## What you will do
Would you please reproduce all the entries exactly, leaving the pictures out?

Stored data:
Segment Open
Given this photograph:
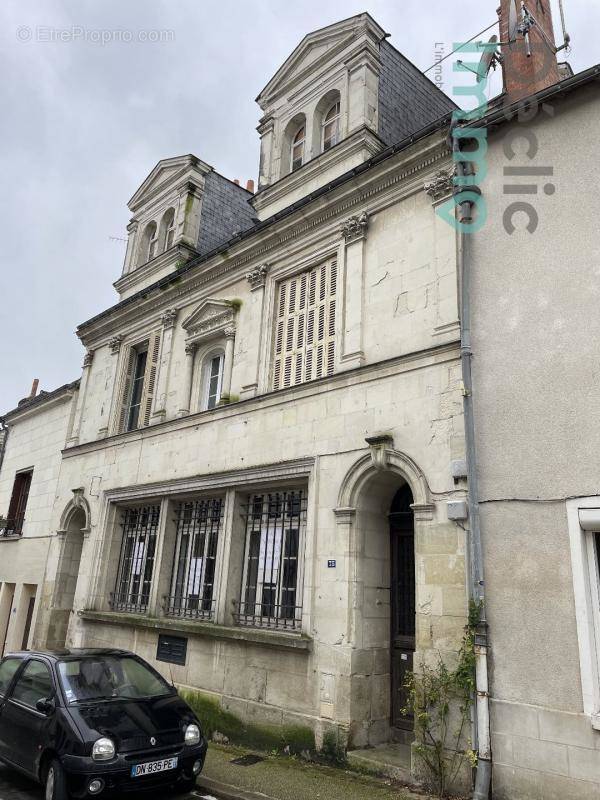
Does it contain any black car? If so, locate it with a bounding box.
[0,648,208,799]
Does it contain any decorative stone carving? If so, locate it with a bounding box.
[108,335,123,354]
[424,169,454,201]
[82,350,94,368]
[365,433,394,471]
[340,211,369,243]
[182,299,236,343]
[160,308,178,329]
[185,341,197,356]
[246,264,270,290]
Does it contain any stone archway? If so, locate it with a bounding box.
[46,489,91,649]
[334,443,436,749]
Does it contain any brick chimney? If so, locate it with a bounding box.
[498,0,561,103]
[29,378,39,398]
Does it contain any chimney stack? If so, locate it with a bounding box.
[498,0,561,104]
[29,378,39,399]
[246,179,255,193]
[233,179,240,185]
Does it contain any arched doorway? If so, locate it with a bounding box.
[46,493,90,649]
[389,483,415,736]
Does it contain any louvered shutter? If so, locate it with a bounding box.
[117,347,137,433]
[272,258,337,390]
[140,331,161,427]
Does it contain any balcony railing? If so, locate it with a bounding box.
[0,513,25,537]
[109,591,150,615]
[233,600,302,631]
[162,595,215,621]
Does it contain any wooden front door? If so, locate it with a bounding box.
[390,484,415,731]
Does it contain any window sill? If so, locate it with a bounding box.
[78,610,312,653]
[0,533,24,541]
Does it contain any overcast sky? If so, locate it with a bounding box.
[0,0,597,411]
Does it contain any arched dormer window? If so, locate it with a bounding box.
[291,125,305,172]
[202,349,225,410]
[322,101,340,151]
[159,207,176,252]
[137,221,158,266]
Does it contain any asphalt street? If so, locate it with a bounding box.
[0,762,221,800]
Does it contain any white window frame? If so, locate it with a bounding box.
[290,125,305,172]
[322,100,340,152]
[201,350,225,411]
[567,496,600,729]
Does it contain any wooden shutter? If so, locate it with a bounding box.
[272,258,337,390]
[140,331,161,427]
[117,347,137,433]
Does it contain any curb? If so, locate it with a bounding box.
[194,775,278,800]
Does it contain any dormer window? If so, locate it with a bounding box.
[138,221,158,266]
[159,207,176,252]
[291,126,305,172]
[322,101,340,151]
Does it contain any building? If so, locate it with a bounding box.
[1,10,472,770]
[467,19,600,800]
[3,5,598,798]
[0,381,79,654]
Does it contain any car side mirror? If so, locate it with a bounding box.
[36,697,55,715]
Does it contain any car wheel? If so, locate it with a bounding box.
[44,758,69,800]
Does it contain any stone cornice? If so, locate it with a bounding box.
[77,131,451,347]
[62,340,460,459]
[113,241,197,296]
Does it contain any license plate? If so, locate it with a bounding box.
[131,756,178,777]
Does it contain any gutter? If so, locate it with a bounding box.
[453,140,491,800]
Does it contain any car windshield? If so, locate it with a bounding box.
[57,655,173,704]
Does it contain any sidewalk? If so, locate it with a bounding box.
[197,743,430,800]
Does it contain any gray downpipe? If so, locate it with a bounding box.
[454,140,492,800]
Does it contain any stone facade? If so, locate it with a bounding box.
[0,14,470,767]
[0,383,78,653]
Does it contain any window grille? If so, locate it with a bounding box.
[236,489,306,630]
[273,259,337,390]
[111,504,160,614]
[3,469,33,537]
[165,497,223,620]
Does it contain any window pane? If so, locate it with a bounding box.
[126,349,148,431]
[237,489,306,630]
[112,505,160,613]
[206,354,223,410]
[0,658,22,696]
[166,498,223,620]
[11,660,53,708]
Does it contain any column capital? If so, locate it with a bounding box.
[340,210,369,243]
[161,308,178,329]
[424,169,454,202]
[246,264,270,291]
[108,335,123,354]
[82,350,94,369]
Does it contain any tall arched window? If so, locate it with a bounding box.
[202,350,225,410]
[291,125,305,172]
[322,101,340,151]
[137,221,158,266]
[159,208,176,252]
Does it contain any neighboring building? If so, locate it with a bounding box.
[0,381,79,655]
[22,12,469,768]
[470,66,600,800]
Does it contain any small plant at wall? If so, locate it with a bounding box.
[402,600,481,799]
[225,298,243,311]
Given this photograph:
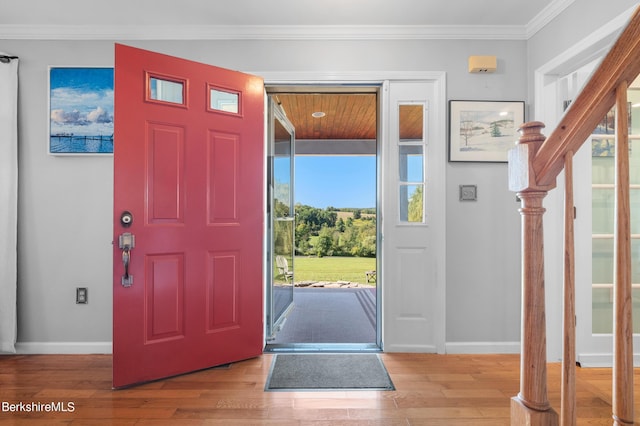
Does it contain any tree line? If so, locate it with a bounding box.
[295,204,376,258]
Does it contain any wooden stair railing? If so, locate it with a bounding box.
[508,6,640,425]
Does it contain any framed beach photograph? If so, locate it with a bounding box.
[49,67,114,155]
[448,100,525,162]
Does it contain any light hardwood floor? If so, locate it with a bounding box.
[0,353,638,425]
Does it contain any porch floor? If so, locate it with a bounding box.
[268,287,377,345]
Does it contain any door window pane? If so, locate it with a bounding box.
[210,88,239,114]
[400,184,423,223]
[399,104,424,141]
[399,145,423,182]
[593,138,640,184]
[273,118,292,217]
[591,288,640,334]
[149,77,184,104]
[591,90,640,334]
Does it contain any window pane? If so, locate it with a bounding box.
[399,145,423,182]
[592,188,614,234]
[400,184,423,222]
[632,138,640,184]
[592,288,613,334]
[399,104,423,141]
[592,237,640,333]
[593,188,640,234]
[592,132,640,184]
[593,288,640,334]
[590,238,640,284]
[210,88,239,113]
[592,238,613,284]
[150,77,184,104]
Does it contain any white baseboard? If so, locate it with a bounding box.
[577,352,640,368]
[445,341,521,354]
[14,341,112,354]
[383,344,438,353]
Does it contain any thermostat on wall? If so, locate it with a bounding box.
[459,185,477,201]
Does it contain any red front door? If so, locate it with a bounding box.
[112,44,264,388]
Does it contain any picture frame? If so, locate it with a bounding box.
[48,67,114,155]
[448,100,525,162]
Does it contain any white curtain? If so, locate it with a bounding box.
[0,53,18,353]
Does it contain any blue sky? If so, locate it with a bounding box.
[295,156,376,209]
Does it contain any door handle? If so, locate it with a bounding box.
Segment Closed
## Solution for this problem
Given this photograph:
Does it contain any black car? If so, locate it with a bounding box.
[0,648,208,799]
Does it contain any decorative stone carving? If so, locate it with a bounding box.
[108,335,123,354]
[424,169,454,201]
[82,350,94,368]
[365,433,394,471]
[340,211,369,243]
[182,299,236,343]
[160,308,178,329]
[185,341,197,356]
[246,264,270,290]
Does it contain any stone archway? If so, locate it with a bounding box.
[46,489,91,649]
[334,443,436,749]
Does it contain any brick chimney? If so, locate it with a bounding box.
[498,0,561,103]
[29,378,39,398]
Does it contain any chimney stack? If so, locate it with a bounding box.
[498,0,561,104]
[29,378,39,399]
[246,179,255,193]
[233,179,240,185]
Does it contain any arched doorway? If so, locate it with a bounding box.
[46,493,90,649]
[389,483,415,736]
Does it contain any louvered shutter? If so, locate it with a bounding box.
[117,347,137,433]
[272,258,337,390]
[140,331,161,427]
Does it contain any balcony railing? If so, locate it with a bounding box.
[0,513,25,537]
[109,591,150,615]
[233,600,302,631]
[162,595,215,621]
Does it contain any wooden front door? If so, locate it with a bounding box.
[390,484,415,731]
Does it contain any window sill? If so, locate it with a bounding box.
[78,610,312,653]
[0,533,24,541]
Does it contain any overcast sky? If so, locate it with a bounding box.
[0,0,597,411]
Does it contain any arched dormer window? If so, locate it with a bounding box.
[291,125,305,172]
[202,349,225,410]
[322,101,340,151]
[159,207,176,252]
[137,221,158,266]
Does it contain any asphalt street? If so, locate it with a bounding box.
[0,762,221,800]
Does it contain any white window frame? If so, locate it with a bounding box.
[290,125,305,172]
[322,100,340,152]
[201,350,225,411]
[567,496,600,729]
Does it contain any wooden shutter? If so, locate it with a bounding box.
[272,258,337,390]
[140,331,161,427]
[117,347,137,433]
Does it contain any curb? If so, locate it with a bounding box.
[194,775,278,800]
Does it contain any dormer window? If so, locate it with a bounding box.
[138,221,158,266]
[159,207,176,252]
[291,126,305,172]
[322,101,340,151]
Does it contain any building? If so, locate it with a bounding box.
[1,10,472,770]
[467,19,600,800]
[3,5,598,798]
[0,381,79,654]
Does it contain any car side mirror? If so, locate it with a bounding box.
[36,697,55,715]
Does it contain any car wheel? If so, locate it with a bounding box.
[44,758,69,800]
Does it contain any stone cornice? If so, locate it with a bounding box.
[77,131,451,347]
[62,340,460,459]
[113,241,197,296]
Does it contain any license plate? If so, locate it with a bounding box.
[131,756,178,777]
Does it contain any gutter? If so, locate it with a bounding box.
[453,140,491,800]
Does it contain any car windshield? If so, locate it with a bounding box.
[57,655,173,704]
Does it contain any sidewalk? If so, locate it with a bounding box.
[197,743,430,800]
Does it contain any gray downpipe? If so, locate it with a bounding box.
[454,140,492,800]
Does it contain any stone facade? If so, locate it with a bounding box.
[0,14,470,767]
[0,383,78,653]
Does it contain any window grille? If so, locate it with a bounding box.
[236,489,306,630]
[273,259,337,390]
[111,504,160,614]
[3,469,33,537]
[165,497,223,620]
Does it contain any window pane? If so, locate it with a bounding box.
[126,349,148,431]
[237,489,306,630]
[112,505,160,613]
[206,354,223,410]
[0,658,22,696]
[166,498,223,620]
[11,660,53,708]
Does it contain any column capital? If so, locate it with a bounding box.
[340,210,369,243]
[161,308,178,329]
[424,169,454,202]
[246,264,270,291]
[108,335,123,354]
[82,350,94,369]
Does it contain any tall arched window? If so, locate it with a bounding box.
[202,350,225,410]
[291,125,305,172]
[322,101,340,151]
[137,221,158,266]
[159,208,176,252]
Does it contain any neighboring building? If so, locate it with a bounding box.
[0,381,79,655]
[22,12,469,768]
[470,66,600,800]
Does it contain any small plant at wall? If so, locate it with a bounding box.
[402,600,481,799]
[225,298,243,311]
Given this photograph:
Does it contain any tree line? If so, locate it with a bounding box.
[295,204,376,258]
Does it contain any wooden stair railing? If so, locate it with a bounding box.
[508,6,640,425]
Does it contain any framed beach photograph? If so, locate it with a bounding box.
[49,67,114,155]
[448,100,525,162]
Does it contain any light hardwood floor? If so, locate it with a bounding box.
[0,353,638,425]
Does it contain any porch floor? If so, locate it with a bounding box.
[268,287,377,345]
Does it contain any door window pane? If so, locate it with a bounding box.
[210,88,239,114]
[400,184,423,223]
[399,104,424,141]
[399,145,423,182]
[593,138,640,184]
[273,118,292,217]
[591,288,640,334]
[149,77,184,104]
[591,90,640,334]
Does it contain any window pane? If so, locate it with a bounding box.
[399,145,423,182]
[592,188,614,234]
[400,184,423,222]
[632,138,640,184]
[592,288,613,334]
[399,104,423,141]
[592,237,640,333]
[593,188,640,234]
[592,132,640,184]
[593,288,640,334]
[590,238,640,284]
[210,88,239,113]
[592,238,613,284]
[150,77,184,104]
Does it contain any white baseboard? If so, locate it with a bounding box.
[577,352,640,368]
[445,341,521,354]
[14,341,112,354]
[383,344,438,353]
Does it contain any thermostat on wall? If so, locate it with a bounding box.
[459,185,477,201]
Does it contain any red front door? If so, locate it with a bounding box.
[112,44,264,388]
Does it contain any picture frame? If so, locate it with a bounding box.
[48,67,114,155]
[448,100,525,162]
Does it contain any white curtain? If so, locate it with a bounding box.
[0,53,18,353]
Does it contain any blue sky? If so, locate it with a bounding box.
[295,156,376,209]
Does it contain any door handle? If so, locate it with a bounding box.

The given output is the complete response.